Start

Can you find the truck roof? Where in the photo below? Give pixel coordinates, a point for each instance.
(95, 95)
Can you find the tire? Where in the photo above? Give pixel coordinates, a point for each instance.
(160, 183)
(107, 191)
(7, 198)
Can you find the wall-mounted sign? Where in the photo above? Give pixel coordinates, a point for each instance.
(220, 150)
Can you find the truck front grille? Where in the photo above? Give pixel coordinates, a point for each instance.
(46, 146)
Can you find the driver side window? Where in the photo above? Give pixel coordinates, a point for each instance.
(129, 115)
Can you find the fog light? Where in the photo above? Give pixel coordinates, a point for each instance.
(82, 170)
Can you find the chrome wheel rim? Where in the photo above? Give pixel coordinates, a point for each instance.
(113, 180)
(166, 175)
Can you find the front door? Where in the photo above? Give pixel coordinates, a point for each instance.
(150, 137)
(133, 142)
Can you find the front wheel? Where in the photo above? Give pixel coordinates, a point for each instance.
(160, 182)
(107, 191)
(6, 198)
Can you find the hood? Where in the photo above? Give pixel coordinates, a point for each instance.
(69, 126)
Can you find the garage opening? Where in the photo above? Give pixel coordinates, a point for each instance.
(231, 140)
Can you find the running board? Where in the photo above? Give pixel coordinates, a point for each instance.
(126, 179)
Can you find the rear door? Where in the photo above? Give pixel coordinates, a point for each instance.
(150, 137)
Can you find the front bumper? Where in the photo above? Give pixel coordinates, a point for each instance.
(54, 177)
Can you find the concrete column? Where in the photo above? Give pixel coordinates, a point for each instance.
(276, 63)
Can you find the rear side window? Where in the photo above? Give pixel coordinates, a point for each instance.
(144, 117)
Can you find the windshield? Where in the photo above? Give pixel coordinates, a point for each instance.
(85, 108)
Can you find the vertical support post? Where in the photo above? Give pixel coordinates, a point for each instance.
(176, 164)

End
Start

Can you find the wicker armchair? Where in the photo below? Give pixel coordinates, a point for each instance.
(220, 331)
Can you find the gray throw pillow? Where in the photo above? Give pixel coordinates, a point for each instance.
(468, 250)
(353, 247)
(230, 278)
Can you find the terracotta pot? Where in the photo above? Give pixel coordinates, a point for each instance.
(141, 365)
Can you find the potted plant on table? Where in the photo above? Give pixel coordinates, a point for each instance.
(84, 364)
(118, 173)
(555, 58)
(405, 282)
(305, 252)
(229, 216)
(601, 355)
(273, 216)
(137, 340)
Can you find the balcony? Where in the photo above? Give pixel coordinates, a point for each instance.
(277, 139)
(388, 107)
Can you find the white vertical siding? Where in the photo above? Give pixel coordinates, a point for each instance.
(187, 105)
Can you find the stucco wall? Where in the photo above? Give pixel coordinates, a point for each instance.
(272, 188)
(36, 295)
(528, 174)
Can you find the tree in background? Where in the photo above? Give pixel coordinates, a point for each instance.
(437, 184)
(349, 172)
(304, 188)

End
Start

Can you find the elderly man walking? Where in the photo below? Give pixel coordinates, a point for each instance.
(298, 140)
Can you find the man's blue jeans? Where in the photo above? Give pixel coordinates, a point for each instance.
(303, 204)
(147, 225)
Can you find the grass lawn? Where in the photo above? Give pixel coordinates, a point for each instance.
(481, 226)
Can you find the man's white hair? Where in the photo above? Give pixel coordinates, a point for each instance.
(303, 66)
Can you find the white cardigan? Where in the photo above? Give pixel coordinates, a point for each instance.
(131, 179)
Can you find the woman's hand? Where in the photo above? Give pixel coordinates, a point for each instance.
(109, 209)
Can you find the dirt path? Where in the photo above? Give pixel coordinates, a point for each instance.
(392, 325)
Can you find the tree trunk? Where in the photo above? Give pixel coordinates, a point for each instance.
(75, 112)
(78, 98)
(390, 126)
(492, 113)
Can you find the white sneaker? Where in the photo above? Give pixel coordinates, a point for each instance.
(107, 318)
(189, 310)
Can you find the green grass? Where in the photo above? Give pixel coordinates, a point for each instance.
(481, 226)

End

• _TO DO_
Show each line of the data above that contains the string "grass". Matching is case-sensitive.

• _CORRECT ANSWER_
Can you find the grass lawn? Where in the photo above? Give pixel coordinates, a point for each instance.
Can you find the green grass? Where in the photo above? Give pixel coordinates, a point for each instance.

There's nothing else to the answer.